▶ _SET PROBLEM_
Without including any pictures, copy each entry below exactly.

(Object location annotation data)
:::::

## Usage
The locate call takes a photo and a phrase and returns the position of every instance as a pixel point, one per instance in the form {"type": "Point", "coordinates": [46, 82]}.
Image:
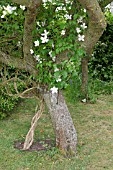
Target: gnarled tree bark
{"type": "Point", "coordinates": [66, 136]}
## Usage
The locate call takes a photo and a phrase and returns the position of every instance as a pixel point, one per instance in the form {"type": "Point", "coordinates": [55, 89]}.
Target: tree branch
{"type": "Point", "coordinates": [104, 3]}
{"type": "Point", "coordinates": [28, 3]}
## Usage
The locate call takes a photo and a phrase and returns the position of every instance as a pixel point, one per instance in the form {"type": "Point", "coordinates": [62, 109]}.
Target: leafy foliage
{"type": "Point", "coordinates": [101, 64]}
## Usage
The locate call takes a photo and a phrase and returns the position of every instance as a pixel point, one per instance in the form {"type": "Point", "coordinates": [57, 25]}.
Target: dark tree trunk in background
{"type": "Point", "coordinates": [96, 26]}
{"type": "Point", "coordinates": [66, 137]}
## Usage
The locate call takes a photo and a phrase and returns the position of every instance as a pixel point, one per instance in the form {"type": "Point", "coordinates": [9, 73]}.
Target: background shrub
{"type": "Point", "coordinates": [101, 64]}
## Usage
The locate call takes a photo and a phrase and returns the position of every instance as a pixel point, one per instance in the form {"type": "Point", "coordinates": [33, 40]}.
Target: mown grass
{"type": "Point", "coordinates": [94, 124]}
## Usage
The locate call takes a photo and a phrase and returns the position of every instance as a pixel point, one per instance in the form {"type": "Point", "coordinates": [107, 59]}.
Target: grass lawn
{"type": "Point", "coordinates": [94, 124]}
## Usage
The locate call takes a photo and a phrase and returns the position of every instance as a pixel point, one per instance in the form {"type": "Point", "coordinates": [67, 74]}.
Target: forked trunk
{"type": "Point", "coordinates": [66, 136]}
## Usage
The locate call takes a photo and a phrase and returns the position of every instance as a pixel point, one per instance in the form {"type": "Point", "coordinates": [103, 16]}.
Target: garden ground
{"type": "Point", "coordinates": [94, 124]}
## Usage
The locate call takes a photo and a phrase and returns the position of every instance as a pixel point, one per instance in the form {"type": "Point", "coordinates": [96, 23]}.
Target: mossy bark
{"type": "Point", "coordinates": [66, 136]}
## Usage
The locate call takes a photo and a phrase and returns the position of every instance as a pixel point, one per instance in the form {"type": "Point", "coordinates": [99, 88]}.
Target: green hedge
{"type": "Point", "coordinates": [101, 64]}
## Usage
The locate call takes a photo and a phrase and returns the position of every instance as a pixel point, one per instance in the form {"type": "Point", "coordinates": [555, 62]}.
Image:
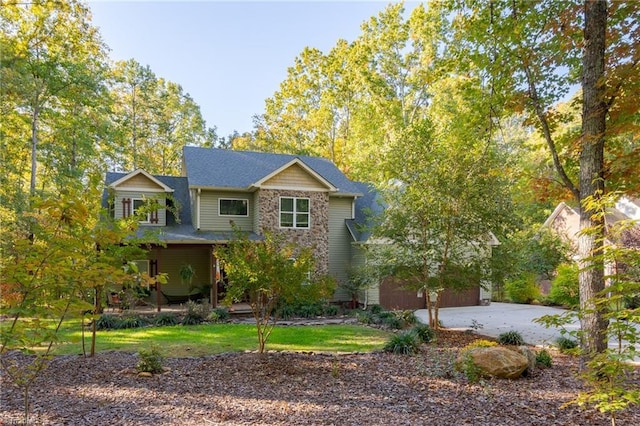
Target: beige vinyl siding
{"type": "Point", "coordinates": [294, 177]}
{"type": "Point", "coordinates": [210, 219]}
{"type": "Point", "coordinates": [171, 260]}
{"type": "Point", "coordinates": [120, 195]}
{"type": "Point", "coordinates": [140, 181]}
{"type": "Point", "coordinates": [339, 242]}
{"type": "Point", "coordinates": [371, 296]}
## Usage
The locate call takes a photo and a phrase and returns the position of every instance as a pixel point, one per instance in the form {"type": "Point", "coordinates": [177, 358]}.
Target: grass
{"type": "Point", "coordinates": [209, 339]}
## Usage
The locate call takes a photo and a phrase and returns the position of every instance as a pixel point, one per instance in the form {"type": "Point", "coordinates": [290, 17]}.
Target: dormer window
{"type": "Point", "coordinates": [146, 210]}
{"type": "Point", "coordinates": [138, 205]}
{"type": "Point", "coordinates": [294, 212]}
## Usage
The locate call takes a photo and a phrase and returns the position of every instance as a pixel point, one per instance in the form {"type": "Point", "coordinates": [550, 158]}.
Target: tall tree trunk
{"type": "Point", "coordinates": [34, 146]}
{"type": "Point", "coordinates": [594, 112]}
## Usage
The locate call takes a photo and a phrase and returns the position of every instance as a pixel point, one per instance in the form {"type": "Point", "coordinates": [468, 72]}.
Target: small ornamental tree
{"type": "Point", "coordinates": [269, 272]}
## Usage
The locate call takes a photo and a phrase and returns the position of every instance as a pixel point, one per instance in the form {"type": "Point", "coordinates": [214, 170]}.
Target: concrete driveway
{"type": "Point", "coordinates": [498, 318]}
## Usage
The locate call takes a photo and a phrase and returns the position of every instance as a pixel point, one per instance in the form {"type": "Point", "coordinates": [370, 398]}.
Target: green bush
{"type": "Point", "coordinates": [108, 322]}
{"type": "Point", "coordinates": [480, 343]}
{"type": "Point", "coordinates": [565, 288]}
{"type": "Point", "coordinates": [393, 322]}
{"type": "Point", "coordinates": [330, 310]}
{"type": "Point", "coordinates": [197, 313]}
{"type": "Point", "coordinates": [408, 317]}
{"type": "Point", "coordinates": [150, 361]}
{"type": "Point", "coordinates": [511, 338]}
{"type": "Point", "coordinates": [424, 332]}
{"type": "Point", "coordinates": [166, 319]}
{"type": "Point", "coordinates": [132, 321]}
{"type": "Point", "coordinates": [566, 344]}
{"type": "Point", "coordinates": [543, 359]}
{"type": "Point", "coordinates": [219, 315]}
{"type": "Point", "coordinates": [375, 309]}
{"type": "Point", "coordinates": [523, 289]}
{"type": "Point", "coordinates": [404, 343]}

:::::

▶ _SOLVED EXERCISE_
## Usage
The locate call takes a photo and a phrase and returns the position of every instance as a pixel point, one per instance in the form {"type": "Point", "coordinates": [46, 82]}.
Image:
Target: gnarled tree bark
{"type": "Point", "coordinates": [66, 136]}
## Usage
The locate call takes a photo and a phrase and returns the position of every instance as a pixel point, one per instance in the form {"type": "Point", "coordinates": [55, 89]}.
Target: tree branch
{"type": "Point", "coordinates": [104, 3]}
{"type": "Point", "coordinates": [28, 3]}
## Usage
The locate call takes a photo and a phrase and returns the position of every instance as a pixel point, one per instance in the form {"type": "Point", "coordinates": [62, 109]}.
Target: leafy foliage
{"type": "Point", "coordinates": [101, 64]}
## Usage
The locate call takes a photo and a phrase and returns the position of every instance as a pixel point, one per instance in the form {"type": "Point", "coordinates": [57, 25]}.
Target: dark tree trunk in background
{"type": "Point", "coordinates": [96, 26]}
{"type": "Point", "coordinates": [66, 137]}
## Usage
The locate call takes a photo and a phrase and returns the position of every instance as a pixel point, one per instance in the form {"type": "Point", "coordinates": [9, 73]}.
Target: background shrub
{"type": "Point", "coordinates": [101, 64]}
## Usage
The locate call takes a photo and a phrase and returns the position of every instance as a pixel point, one per instance in the form {"type": "Point", "coordinates": [33, 40]}.
Target: mown grass
{"type": "Point", "coordinates": [94, 124]}
## Usage
The locate call takes a photo and a phrase and returns the position of every instance as a pixel point, one per instance in the form {"type": "Point", "coordinates": [107, 59]}.
Target: grass lawn
{"type": "Point", "coordinates": [94, 124]}
## Usage
The locate call takes a photo and a phrase and returns the position of every instance as a pixel point, one per instance in the form {"type": "Point", "coordinates": [67, 74]}.
Target: forked trunk
{"type": "Point", "coordinates": [66, 136]}
## Usage
The locate call takes a photo and a phrase and returns the position of every instance as a pixel point, one per instance in the form {"type": "Point", "coordinates": [103, 16]}.
Target: garden ground
{"type": "Point", "coordinates": [94, 124]}
## Usage
The locate call takes a photo and a phrase and returns the position of every instance as a pixel point, one per instance in the form {"type": "Point", "coordinates": [96, 23]}.
Target: mossy bark
{"type": "Point", "coordinates": [66, 136]}
## Usage
The locate call takes a photo and a phrase and returns the position of every instance as a pixel point, one per instance in the form {"type": "Point", "coordinates": [99, 88]}.
Target: green hedge
{"type": "Point", "coordinates": [101, 64]}
## Usage
The locate call takes a photo and a phrase and returns the position of every instance as a pixel point, one per instance in the form {"type": "Point", "coordinates": [555, 62]}.
Image:
Target: beige vinyl siding
{"type": "Point", "coordinates": [294, 177]}
{"type": "Point", "coordinates": [210, 219]}
{"type": "Point", "coordinates": [171, 260]}
{"type": "Point", "coordinates": [120, 195]}
{"type": "Point", "coordinates": [140, 181]}
{"type": "Point", "coordinates": [339, 242]}
{"type": "Point", "coordinates": [371, 296]}
## Usage
The locate call takes a photo and a phrase and returns the position of every instance as a pixel point, one per instance in the form {"type": "Point", "coordinates": [177, 358]}.
Target: grass
{"type": "Point", "coordinates": [209, 339]}
## Usage
The locate call takes a photo and a phrase and returns the position of every instance as a pixel point, one per instance in the form {"type": "Point", "coordinates": [290, 17]}.
Target: dormer window
{"type": "Point", "coordinates": [146, 210]}
{"type": "Point", "coordinates": [138, 205]}
{"type": "Point", "coordinates": [294, 212]}
## Usage
The locate call takes a photo and a phrase and returns the position of every instance as a pixel point, one per instance in the form {"type": "Point", "coordinates": [550, 158]}.
Target: tall tree trunk
{"type": "Point", "coordinates": [34, 146]}
{"type": "Point", "coordinates": [594, 112]}
## Usage
The locate call takes a photo and a phrase and returns the position of every instance as a pixel point, one per instance in the form {"type": "Point", "coordinates": [468, 72]}.
Target: small ornamental tree
{"type": "Point", "coordinates": [269, 272]}
## Usage
The locate call takes a photo and a phrase and returns the position of every instance as a pixel point, one per instance in the form {"type": "Point", "coordinates": [214, 170]}.
Target: concrete driveway
{"type": "Point", "coordinates": [498, 318]}
## Usage
The locate call takes a photo and a phrase and returns the position of every instance as a pixel point, one per instance in the form {"type": "Point", "coordinates": [370, 398]}.
Target: green bush
{"type": "Point", "coordinates": [108, 322]}
{"type": "Point", "coordinates": [480, 343]}
{"type": "Point", "coordinates": [565, 288]}
{"type": "Point", "coordinates": [393, 322]}
{"type": "Point", "coordinates": [330, 310]}
{"type": "Point", "coordinates": [197, 313]}
{"type": "Point", "coordinates": [408, 317]}
{"type": "Point", "coordinates": [150, 361]}
{"type": "Point", "coordinates": [511, 338]}
{"type": "Point", "coordinates": [424, 332]}
{"type": "Point", "coordinates": [166, 319]}
{"type": "Point", "coordinates": [132, 321]}
{"type": "Point", "coordinates": [566, 344]}
{"type": "Point", "coordinates": [543, 359]}
{"type": "Point", "coordinates": [219, 315]}
{"type": "Point", "coordinates": [375, 309]}
{"type": "Point", "coordinates": [523, 289]}
{"type": "Point", "coordinates": [404, 343]}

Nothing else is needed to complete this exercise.